▸ **GOAL**
Return the whole listing, keeping every character the same.

▸ **MATERIAL FOR THE TASK**
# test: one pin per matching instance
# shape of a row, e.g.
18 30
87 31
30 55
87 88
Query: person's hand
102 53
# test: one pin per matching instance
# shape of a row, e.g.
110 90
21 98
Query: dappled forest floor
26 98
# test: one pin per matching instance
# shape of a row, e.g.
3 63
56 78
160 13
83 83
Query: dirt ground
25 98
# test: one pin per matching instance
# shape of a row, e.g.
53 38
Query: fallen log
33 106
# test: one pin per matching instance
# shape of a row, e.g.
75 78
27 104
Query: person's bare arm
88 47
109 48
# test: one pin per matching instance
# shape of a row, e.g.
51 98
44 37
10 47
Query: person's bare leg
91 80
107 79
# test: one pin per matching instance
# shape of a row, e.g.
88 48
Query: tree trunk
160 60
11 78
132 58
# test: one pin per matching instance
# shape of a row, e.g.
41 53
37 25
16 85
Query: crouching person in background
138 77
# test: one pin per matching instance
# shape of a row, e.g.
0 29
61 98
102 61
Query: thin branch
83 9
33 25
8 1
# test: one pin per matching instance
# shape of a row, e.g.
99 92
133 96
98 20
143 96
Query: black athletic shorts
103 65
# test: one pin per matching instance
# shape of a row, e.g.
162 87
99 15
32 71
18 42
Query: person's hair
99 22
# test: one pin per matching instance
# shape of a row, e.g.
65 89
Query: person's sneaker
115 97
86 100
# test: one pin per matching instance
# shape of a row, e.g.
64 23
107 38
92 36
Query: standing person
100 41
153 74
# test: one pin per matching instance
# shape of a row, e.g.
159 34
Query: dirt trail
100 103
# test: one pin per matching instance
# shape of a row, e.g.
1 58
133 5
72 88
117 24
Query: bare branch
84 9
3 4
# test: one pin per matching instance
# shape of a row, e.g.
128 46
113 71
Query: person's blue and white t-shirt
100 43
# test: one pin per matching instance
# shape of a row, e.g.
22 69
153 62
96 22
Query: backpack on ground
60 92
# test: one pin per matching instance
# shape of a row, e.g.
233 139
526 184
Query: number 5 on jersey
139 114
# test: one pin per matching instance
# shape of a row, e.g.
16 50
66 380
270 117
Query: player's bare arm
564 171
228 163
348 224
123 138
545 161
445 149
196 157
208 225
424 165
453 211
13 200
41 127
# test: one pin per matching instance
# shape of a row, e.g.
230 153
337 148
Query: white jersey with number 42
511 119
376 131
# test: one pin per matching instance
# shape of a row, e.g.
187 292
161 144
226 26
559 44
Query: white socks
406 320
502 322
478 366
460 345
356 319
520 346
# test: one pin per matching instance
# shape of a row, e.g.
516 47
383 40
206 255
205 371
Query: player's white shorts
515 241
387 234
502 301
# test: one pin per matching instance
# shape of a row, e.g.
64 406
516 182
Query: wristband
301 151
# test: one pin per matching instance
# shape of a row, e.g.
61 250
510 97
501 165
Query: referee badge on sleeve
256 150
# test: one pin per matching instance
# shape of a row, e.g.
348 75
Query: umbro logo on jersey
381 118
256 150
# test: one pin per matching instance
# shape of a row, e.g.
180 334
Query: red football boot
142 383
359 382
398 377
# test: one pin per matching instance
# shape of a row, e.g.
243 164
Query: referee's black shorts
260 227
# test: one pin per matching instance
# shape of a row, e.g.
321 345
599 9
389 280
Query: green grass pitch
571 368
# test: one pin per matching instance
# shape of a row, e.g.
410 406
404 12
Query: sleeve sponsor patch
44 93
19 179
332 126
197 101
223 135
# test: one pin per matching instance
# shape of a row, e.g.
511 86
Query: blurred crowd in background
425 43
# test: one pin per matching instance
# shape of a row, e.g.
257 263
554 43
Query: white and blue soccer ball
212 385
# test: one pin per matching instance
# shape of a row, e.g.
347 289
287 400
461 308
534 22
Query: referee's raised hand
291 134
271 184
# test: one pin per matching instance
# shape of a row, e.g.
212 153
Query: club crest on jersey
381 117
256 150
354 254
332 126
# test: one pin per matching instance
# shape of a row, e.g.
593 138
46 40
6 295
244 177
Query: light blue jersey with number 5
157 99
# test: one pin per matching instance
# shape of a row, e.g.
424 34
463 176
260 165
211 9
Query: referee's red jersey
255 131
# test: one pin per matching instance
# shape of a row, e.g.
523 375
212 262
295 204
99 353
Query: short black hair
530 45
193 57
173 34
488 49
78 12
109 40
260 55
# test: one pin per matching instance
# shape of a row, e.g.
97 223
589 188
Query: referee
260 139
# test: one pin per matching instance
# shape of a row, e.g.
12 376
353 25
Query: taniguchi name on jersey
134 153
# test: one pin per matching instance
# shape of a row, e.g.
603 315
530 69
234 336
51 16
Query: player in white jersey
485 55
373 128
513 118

▸ **THE RESPONSE**
# test: one pin per matching instance
# shape of a row, e.g.
18 30
87 31
30 55
87 88
Query: person's hand
102 53
# test: one pin per matching instance
# shape of a row, e.g.
110 90
21 98
Query: dappled forest floor
26 98
# test: one pin per matching instance
# shape of a row, e.g.
3 63
56 78
160 13
83 83
Query: dirt ground
25 98
# test: one pin per matching instance
# shape of a row, e.g.
53 38
Query: fallen log
33 106
# test: one pin per matching instance
# shape of a row, e.g.
75 78
27 104
Query: person's bare arm
88 47
109 48
# test: one pin per matching instance
# shape of a row, e.g.
51 98
44 37
10 47
Query: person's bare leg
91 80
107 79
# test: one pin per matching instance
# shape of a row, e.g.
88 48
Query: tree trunk
160 60
11 78
132 58
# test: one pin per matching instance
# shape of a row, e.g.
41 53
37 25
16 85
Query: crouching person in background
138 77
# test: one pin per matching instance
# shape of a row, e.g.
0 29
61 98
102 61
Query: thin branch
83 9
33 25
8 1
# test: one pin per matching instance
# shape of a row, e.g.
99 92
133 96
98 20
143 96
Query: black athletic shorts
103 65
# test: one pin per matching instance
# shape of a row, e.g.
162 87
99 15
32 71
18 42
Query: person's hair
99 22
# test: one pin per matching instance
# shape of a row, e.g.
65 89
Query: person's sneaker
115 97
86 100
# test: one pin per matching instance
# shape of a row, e.g.
64 23
107 38
92 36
Query: standing person
100 41
153 74
# test: one pin per matching instance
# shape of a row, e.g.
159 34
Query: dirt trail
100 103
# test: one pin per matching instance
# shape of a row, e.g.
1 58
133 5
72 88
117 24
Query: bare branch
84 9
3 4
# test: one pin per matching instance
# shape of a row, e.g.
128 46
113 71
Query: person's blue and white t-shirt
100 43
# test: one pin per matching instance
# shape of a row, e.g.
22 69
153 62
96 22
Query: backpack on ground
60 92
# test: one pin per matching instance
# shape of a row, e.g.
233 139
526 184
Query: number 5 on jersey
139 114
# test: one pin per matching instance
# shape of a row, e.g.
16 50
66 380
270 117
Query: player's bare arm
564 171
228 163
348 224
123 138
545 161
445 149
196 157
208 225
424 165
453 211
13 200
41 127
# test: one pin per matching instance
# shape of a row, e.g.
230 153
337 148
Query: white jersey with number 42
511 119
376 131
# test: one pin per matching instance
# shape of a row, e.g.
187 292
161 144
226 26
559 44
Query: white socks
406 320
502 322
478 366
460 345
356 319
520 346
# test: one pin per matching instance
# shape of a row, e.g.
516 47
383 40
206 255
205 371
Query: player's white shorts
515 241
387 234
502 301
# test: one pin per matching instance
# shape of a row, e.g.
64 406
516 182
Query: wristband
301 151
# test: one pin per matching instance
# shape of a row, e.g.
61 250
510 97
501 165
Query: referee badge on sleeve
256 150
# test: one pin per matching instance
# shape of a row, e.g.
348 75
Query: umbro logo on jersey
381 118
256 150
# test: one pin per matching instance
# shape of a row, e.g.
180 334
Query: red football boot
142 383
359 382
398 377
# test: one pin per matching instance
# shape of a row, e.g.
243 164
Query: referee's black shorts
260 227
# test: one pin per matching instance
# shape of a row, e.g.
321 345
599 9
389 280
Query: green grass pitch
571 368
# test: one pin per matching instance
# shape of a row, e.g.
410 406
404 12
Query: sleeve sponsor patch
44 93
19 179
332 126
197 101
223 135
# test: one pin per matching instance
# shape of a row, e.g.
511 86
Query: blurred crowd in background
425 43
# test: one pin per matching instance
# shape of a row, e.g.
257 263
554 43
Query: white and blue soccer ball
212 385
# test: one pin per matching instance
# shape of a row, e.g.
347 289
287 400
461 308
534 22
Query: referee's raised hand
291 134
271 184
# test: one pin per matching instance
# shape of a row, e.g.
212 153
Query: club crest on jersey
381 117
256 150
354 254
332 126
# test: one pin per matching instance
# shape of a row, e.g.
593 138
46 40
6 295
244 177
Query: light blue jersey with number 5
157 99
# test: one pin per matching instance
# shape of a row, e.g.
424 34
463 176
260 165
211 9
Query: referee's red jersey
255 131
# test: one pin per matching instance
# shape of a row, e.g.
523 375
212 262
295 204
99 353
Query: short black hair
530 45
193 57
173 34
488 49
78 12
109 40
260 55
# test: one pin per matching instance
# shape of a row, e.g.
97 223
589 188
Query: referee
260 139
# test: one pin per matching instance
# shape of a row, e.g.
12 376
353 25
Query: taniguchi name on jersey
134 153
# test: one pin per matching instance
# shape of a row, e.g.
603 315
530 69
234 336
51 16
Query: player in white jersey
485 55
373 128
513 118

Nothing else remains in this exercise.